# Brief A
According to the article on students using VPNs at school, what are site-to-site VPNs designed to do?
# Brief B
In the article on students using VPNs at school, change "students" to "teenagers" throughout the stretch from "A VPN or Virtual" through "during school hours.", and write out that stretch.
# Brief C
Write what comes next in the article on students using VPNs at school, starting after its final sentence.

-------- Text shown

A VPN or Virtual Private Network overrides the school’s WiFi filters on apps such as Fortnite Mobile, Instagram, and Snapchat. VPNs replace the IP address connected to the device with the outside providers system.

Remote access VPNs use the information typed into the device, where it’s converted to skip over the screens, and is then formatted back to its original form. Site-to-site VPNs are designed to encrypt the data so that it remains virtually undetectable.

While students who use VPNs claim they view the same content they would outside of school, the firewall technology has posed a very serious debate between students and administration when it comes to exploring the limits of censorship during school hours.

“I used VPNs to play video games and go on Instagram, but mainly because of Fortnite,” said one junior who asked to remain anonymous.

Aside from the convenience of accessing media that would otherwise be blocked, the fact remains that VPNs are still an unreliable.

----------------
-------- Extracted entries

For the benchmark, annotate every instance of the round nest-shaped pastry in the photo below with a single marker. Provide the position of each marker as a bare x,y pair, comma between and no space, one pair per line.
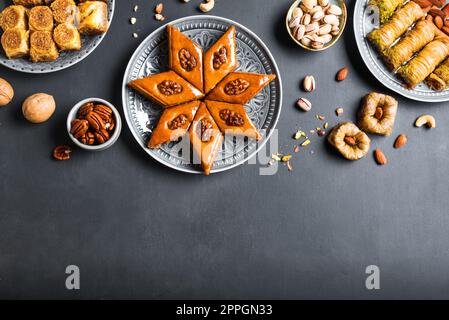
349,140
13,17
15,43
41,19
378,114
65,11
67,37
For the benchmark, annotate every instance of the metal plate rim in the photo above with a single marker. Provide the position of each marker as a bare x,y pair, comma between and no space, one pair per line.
194,17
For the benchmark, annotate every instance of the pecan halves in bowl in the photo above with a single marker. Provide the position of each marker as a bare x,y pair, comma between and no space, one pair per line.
378,113
349,140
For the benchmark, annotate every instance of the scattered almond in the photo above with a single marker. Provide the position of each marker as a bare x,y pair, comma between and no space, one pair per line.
380,157
342,74
400,141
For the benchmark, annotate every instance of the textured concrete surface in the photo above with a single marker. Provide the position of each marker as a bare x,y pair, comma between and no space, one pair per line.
139,230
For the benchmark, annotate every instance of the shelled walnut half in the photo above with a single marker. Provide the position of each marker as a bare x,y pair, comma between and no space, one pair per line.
378,113
349,140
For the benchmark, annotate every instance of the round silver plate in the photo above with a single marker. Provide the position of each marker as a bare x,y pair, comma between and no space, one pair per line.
152,57
365,20
65,60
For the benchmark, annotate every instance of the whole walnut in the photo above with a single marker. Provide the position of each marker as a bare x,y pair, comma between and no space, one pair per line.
347,138
6,92
39,107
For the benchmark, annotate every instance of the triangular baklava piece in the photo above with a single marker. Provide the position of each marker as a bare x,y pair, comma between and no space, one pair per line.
167,89
185,57
220,60
240,87
206,138
232,119
173,124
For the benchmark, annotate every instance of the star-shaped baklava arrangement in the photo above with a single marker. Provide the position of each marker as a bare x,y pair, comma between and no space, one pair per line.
202,95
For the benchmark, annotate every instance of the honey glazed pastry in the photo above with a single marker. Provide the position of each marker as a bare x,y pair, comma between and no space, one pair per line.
42,47
41,19
13,17
93,17
67,37
15,43
65,11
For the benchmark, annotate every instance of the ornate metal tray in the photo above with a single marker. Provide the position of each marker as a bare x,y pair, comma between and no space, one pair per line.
65,60
152,57
365,20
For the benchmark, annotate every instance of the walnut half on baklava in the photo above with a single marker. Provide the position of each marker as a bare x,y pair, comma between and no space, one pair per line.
67,37
42,47
15,43
93,17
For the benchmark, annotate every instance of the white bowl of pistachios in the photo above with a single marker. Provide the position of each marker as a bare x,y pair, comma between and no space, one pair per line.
316,25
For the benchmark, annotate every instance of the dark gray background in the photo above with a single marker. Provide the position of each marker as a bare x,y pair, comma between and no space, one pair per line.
139,230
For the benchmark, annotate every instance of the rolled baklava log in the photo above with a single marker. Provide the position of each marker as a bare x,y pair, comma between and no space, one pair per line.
67,37
93,17
15,43
41,19
28,3
42,47
65,11
13,17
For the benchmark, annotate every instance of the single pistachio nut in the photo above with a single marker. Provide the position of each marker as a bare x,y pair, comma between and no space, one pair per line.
331,19
297,13
335,10
309,4
309,83
427,120
305,20
304,104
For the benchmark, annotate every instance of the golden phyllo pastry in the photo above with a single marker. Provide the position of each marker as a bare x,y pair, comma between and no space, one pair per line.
93,17
42,47
28,3
67,37
41,19
15,43
65,11
13,17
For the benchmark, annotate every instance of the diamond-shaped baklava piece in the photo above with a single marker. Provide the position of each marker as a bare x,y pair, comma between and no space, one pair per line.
167,89
206,138
220,59
173,124
185,57
240,87
232,119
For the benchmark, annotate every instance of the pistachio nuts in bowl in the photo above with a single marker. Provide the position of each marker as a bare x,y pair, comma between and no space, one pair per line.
316,25
94,124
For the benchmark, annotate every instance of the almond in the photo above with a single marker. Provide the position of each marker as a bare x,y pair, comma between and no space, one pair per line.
423,3
438,22
445,9
380,157
342,74
400,141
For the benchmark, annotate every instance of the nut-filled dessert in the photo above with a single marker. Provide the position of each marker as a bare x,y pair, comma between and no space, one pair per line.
41,30
196,75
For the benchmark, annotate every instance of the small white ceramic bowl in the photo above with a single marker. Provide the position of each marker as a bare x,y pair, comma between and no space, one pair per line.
115,134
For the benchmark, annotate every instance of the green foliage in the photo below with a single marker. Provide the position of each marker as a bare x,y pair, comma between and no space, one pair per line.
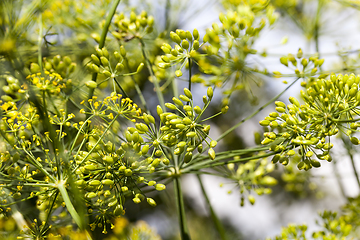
81,134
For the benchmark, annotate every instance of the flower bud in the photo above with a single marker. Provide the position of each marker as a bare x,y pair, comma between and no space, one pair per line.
91,84
185,44
159,110
140,67
170,106
174,37
122,51
34,68
284,61
210,92
187,93
151,202
196,34
178,73
95,59
160,187
299,54
188,157
213,143
211,153
251,199
119,67
184,98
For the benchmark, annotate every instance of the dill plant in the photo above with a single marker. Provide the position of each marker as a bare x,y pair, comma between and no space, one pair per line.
79,137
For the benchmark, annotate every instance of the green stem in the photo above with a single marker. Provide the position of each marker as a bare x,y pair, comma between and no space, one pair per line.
137,88
317,26
155,80
184,232
103,37
40,43
214,163
189,60
338,178
348,147
217,222
256,112
70,207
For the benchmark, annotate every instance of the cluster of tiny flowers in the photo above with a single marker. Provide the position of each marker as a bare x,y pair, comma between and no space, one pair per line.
101,64
186,47
309,67
252,177
183,129
329,105
135,26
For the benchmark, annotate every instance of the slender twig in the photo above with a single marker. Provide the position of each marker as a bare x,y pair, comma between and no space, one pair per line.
154,79
350,153
184,232
103,37
217,222
256,112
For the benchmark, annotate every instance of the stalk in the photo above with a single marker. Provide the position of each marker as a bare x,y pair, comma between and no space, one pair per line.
217,222
155,81
103,37
184,232
256,112
70,207
349,151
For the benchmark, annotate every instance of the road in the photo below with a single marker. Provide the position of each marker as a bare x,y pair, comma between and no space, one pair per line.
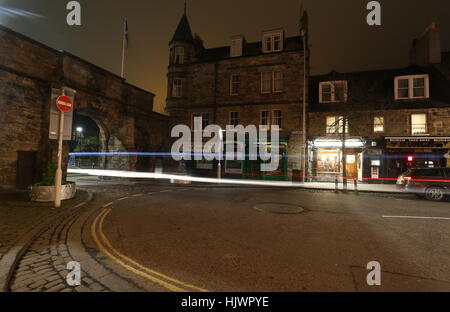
166,238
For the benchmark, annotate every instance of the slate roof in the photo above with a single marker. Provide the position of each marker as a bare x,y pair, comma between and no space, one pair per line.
183,31
374,90
249,49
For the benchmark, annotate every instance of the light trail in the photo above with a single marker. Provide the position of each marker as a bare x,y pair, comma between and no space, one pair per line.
149,175
13,13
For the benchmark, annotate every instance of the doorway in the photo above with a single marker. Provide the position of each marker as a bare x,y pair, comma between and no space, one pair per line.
26,169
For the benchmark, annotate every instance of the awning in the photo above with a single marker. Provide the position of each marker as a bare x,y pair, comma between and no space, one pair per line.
418,139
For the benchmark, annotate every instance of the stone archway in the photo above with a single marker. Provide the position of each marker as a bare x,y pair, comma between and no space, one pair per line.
112,139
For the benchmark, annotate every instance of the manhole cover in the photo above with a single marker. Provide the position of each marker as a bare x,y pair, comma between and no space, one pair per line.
279,208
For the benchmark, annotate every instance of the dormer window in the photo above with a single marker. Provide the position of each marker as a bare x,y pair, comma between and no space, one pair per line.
236,47
179,56
333,91
412,87
273,41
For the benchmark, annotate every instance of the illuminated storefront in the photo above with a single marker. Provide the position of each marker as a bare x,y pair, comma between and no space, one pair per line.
417,152
326,159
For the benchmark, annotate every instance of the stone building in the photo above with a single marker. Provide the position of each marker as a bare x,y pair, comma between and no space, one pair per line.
29,73
244,83
394,119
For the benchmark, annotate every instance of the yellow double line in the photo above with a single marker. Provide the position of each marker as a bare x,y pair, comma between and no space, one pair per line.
105,246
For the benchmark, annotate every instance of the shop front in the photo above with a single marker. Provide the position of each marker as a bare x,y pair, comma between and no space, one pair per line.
407,152
247,168
326,159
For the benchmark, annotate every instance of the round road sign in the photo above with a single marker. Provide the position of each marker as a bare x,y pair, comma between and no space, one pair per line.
64,103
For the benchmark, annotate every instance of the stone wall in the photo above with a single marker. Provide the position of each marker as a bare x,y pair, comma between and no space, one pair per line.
206,89
28,72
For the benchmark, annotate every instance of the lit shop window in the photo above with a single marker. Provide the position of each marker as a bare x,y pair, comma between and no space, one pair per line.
335,124
265,118
235,84
378,124
418,124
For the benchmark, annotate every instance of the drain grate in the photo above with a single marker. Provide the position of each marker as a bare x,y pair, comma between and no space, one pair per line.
279,208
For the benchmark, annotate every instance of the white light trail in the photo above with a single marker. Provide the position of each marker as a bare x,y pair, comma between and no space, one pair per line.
147,175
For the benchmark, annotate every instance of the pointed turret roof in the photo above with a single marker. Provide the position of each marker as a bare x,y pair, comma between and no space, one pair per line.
183,32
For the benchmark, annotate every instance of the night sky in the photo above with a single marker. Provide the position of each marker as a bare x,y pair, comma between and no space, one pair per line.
340,39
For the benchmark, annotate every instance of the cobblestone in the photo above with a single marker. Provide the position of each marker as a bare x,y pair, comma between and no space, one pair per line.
56,288
43,267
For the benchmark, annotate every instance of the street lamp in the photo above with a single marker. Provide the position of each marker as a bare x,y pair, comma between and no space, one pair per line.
219,164
303,34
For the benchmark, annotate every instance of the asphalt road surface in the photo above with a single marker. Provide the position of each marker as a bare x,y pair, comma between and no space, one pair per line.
275,239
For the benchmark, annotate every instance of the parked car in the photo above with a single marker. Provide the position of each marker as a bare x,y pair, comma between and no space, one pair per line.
431,183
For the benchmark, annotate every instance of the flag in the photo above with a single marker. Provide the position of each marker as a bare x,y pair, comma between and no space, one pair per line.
126,38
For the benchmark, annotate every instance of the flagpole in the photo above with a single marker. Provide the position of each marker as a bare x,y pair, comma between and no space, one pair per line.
123,48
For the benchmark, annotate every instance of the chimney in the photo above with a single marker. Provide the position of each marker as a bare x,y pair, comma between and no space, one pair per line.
426,48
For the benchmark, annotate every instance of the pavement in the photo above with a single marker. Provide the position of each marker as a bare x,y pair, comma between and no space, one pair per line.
18,215
87,180
271,239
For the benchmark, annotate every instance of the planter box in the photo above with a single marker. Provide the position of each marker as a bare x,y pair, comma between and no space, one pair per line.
44,194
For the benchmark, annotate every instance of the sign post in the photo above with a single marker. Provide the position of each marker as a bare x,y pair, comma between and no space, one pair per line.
64,104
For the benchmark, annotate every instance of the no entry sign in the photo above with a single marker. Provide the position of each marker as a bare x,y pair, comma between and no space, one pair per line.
64,103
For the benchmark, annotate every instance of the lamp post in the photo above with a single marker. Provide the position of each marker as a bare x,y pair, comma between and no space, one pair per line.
303,34
79,132
219,163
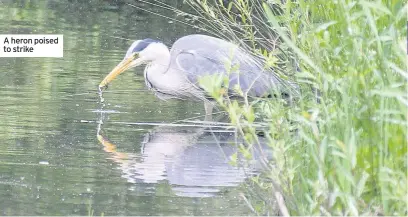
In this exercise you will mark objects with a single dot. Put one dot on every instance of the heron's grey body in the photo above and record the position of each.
(176, 75)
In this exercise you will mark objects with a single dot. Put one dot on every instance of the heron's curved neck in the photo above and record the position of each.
(161, 62)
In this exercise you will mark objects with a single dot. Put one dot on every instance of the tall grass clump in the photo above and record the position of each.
(341, 148)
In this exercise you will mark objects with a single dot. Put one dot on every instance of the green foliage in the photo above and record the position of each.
(347, 154)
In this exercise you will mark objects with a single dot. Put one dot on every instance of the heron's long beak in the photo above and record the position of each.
(121, 67)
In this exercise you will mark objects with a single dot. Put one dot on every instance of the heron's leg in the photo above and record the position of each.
(208, 106)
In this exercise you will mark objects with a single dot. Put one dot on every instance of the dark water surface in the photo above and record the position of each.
(55, 159)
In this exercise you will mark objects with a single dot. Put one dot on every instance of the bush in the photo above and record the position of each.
(344, 154)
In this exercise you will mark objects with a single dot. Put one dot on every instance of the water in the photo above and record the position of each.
(56, 158)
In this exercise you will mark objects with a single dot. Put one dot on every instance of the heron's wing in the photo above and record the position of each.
(199, 55)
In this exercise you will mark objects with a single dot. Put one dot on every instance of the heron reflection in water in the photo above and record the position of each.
(194, 162)
(176, 73)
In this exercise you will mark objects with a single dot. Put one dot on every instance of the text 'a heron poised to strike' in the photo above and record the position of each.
(175, 73)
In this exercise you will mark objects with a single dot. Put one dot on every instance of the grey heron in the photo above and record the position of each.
(175, 73)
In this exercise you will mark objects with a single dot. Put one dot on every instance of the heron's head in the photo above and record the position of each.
(140, 52)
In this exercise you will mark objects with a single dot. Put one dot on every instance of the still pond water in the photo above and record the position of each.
(55, 156)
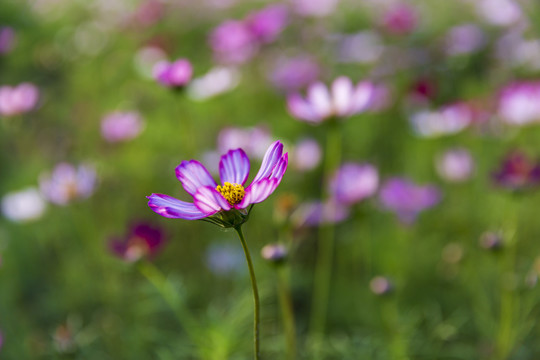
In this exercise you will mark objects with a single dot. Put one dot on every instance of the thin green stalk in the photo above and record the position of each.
(287, 312)
(509, 305)
(325, 252)
(256, 314)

----------------

# Expected answer A
They are designed to encrypt the data so that it remains virtually undetectable.

# Expected answer B
A VPN or Virtual Private Network overrides the school’s WiFi filters on apps such as Fortnite Mobile, Instagram, and Snapchat. VPNs replace the IP address connected to the device with the outside providers system.

Remote access VPNs use the information typed into the device, where it’s converted to skip over the screens, and is then formatted back to its original form. Site-to-site VPNs are designed to encrypt the data so that it remains virtually undetectable.

While teenagers who use VPNs claim they view the same content they would outside of school, the firewall technology has posed a very serious debate between teenagers and administration when it comes to exploring the limits of censorship during school hours.

# Expected answer C
The junior also added, “I bought the first one that came up on the app store, but I have heard of people getting viruses by downloading them.”

While some download the software simply to access their favorite games, the activity of other VPN users raises far greater concern for the school.

“I use VPNs for downloading movies I couldn’t get otherwise,” stated a sophomore who also wished to remain anonymous. “My parents are programmers, and if you use a sketchy VPN it’s probably dangerous, but if you’re using an actual [paid] VPN it’s fine.”

Chief Technology Director, Stephanie Helfand said, “It’s our job to ensure that we as a school are complying by putting systems in place so that students are safe, secure, and unable to access inappropriate material online.”

Helfand said that every student agrees to not bypass school security filters in the acceptable usage policy they sign at the beginning of freshman year at the iPad orientation, “VPNs have been an issue for a number of years. We really see a full scale of misconduct. However the student assumes legal responsibility for anything done on a VPN as they chose to circumvent the system.”

Students who choose to use a VPN often see the real life dangers that VPNs can cause, such as compromised personal information. “I usually pick a random server online,” said senior Peder Albertson, “Some require a premium, but there is a chance they could collect credit card information.”